[Referring expression pointing data]
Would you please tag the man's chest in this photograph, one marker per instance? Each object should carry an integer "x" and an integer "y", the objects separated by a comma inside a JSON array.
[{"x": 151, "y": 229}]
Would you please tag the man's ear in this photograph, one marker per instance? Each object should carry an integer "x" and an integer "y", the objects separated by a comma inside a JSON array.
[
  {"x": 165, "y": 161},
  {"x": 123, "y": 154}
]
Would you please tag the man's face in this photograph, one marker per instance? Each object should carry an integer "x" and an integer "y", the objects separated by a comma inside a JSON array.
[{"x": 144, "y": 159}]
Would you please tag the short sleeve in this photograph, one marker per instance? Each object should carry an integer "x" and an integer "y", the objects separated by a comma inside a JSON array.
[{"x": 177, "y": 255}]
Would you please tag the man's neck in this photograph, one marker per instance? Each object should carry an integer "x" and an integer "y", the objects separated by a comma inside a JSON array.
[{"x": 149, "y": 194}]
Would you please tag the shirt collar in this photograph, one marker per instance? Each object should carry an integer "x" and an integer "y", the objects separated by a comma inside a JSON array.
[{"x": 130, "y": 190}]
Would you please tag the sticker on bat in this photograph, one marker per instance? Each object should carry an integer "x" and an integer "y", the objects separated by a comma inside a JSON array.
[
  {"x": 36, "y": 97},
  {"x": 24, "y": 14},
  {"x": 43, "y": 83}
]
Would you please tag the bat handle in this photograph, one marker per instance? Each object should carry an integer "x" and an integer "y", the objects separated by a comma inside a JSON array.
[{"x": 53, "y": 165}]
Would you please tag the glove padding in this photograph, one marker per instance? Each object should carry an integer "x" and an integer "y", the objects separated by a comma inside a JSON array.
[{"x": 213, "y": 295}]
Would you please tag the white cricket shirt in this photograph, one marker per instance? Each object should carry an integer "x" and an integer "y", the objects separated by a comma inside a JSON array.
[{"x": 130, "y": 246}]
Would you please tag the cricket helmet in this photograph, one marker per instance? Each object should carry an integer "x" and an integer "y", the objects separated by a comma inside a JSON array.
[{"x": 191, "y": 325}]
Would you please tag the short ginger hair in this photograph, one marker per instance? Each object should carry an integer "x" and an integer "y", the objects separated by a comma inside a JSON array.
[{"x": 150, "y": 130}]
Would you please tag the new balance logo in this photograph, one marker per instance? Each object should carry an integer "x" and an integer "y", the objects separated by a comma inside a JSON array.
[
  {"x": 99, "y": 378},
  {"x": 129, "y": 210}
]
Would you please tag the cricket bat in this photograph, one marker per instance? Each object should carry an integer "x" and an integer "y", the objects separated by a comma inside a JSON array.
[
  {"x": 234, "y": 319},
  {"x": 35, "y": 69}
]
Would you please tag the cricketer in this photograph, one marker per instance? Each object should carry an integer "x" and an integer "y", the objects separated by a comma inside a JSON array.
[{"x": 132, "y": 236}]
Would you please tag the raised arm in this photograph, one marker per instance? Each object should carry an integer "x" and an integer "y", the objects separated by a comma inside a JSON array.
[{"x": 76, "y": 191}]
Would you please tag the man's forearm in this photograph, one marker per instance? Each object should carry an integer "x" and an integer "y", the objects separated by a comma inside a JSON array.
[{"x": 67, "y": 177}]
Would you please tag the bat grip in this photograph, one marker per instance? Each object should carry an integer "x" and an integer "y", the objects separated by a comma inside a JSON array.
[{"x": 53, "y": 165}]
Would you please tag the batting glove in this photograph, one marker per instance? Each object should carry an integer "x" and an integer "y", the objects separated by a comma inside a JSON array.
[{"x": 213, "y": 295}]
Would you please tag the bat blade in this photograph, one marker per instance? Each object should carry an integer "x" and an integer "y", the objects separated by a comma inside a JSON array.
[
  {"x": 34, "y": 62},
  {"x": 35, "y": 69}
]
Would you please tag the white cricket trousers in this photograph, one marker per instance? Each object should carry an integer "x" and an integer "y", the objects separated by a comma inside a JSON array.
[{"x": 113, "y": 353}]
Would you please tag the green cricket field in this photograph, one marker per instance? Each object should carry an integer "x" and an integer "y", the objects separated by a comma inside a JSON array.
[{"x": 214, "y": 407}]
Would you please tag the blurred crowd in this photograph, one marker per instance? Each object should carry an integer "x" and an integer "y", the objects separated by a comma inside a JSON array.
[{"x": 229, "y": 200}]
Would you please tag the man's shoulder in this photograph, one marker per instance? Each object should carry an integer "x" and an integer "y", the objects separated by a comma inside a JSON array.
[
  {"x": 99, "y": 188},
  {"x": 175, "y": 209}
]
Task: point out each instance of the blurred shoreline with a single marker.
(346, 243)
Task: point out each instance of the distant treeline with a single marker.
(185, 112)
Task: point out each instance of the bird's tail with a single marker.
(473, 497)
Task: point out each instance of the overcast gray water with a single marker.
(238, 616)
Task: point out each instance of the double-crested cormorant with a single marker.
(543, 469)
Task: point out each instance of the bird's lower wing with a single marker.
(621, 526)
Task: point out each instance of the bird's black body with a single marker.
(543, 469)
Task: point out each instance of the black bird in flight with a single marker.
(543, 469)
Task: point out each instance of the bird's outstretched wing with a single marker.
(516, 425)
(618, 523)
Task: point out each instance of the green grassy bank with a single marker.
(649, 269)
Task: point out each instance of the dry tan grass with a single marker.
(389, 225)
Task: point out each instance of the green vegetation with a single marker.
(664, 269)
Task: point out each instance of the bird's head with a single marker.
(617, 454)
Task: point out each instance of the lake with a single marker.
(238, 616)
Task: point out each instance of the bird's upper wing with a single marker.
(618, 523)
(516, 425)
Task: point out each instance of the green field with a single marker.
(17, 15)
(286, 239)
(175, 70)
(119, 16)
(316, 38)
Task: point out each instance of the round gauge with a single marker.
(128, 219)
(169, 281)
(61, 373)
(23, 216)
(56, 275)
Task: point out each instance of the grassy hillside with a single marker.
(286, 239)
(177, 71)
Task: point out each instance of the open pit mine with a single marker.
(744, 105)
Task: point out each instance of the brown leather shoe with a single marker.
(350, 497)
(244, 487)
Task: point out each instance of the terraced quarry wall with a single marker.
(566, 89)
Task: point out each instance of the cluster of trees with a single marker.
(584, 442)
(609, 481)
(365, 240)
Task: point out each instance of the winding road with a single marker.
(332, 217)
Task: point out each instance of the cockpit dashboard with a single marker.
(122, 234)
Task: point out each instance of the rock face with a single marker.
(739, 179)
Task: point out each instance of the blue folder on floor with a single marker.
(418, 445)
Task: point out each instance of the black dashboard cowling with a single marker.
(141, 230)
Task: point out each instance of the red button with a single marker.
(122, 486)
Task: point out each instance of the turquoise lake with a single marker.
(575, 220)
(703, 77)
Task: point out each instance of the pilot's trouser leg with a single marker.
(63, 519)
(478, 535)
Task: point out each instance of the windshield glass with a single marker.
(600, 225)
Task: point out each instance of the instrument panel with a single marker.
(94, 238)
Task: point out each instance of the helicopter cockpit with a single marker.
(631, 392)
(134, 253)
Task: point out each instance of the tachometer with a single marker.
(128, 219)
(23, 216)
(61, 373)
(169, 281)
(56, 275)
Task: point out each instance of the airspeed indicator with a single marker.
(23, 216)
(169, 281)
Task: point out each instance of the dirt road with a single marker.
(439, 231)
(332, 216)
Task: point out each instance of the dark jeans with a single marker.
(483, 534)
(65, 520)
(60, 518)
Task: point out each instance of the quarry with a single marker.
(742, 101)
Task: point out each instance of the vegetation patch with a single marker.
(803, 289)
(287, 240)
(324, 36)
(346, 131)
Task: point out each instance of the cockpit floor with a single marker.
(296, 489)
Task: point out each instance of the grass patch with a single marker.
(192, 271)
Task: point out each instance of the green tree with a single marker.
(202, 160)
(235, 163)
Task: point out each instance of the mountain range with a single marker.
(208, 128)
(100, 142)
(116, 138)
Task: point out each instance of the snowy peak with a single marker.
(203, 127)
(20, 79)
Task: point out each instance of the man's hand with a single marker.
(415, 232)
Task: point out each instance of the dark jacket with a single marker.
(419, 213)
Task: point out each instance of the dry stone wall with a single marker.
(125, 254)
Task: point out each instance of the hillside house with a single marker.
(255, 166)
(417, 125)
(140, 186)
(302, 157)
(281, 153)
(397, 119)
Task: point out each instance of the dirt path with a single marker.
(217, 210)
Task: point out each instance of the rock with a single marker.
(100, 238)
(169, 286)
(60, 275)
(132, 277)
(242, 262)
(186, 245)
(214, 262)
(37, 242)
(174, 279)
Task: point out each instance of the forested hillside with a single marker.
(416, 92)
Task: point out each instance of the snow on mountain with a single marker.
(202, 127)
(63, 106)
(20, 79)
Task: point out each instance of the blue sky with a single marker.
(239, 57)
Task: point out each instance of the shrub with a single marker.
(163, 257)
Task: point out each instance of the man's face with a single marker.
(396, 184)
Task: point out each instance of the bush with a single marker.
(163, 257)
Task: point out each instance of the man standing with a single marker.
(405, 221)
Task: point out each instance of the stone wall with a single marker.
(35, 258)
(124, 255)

What you need to do: Nothing should appear in the answer except the lines from the one containing "Task: point out each instance of the stone" to the end of the data above, reproduced exactly.

Output of the exercise:
Task: point out each instance of the stone wall with a single marker.
(35, 258)
(124, 255)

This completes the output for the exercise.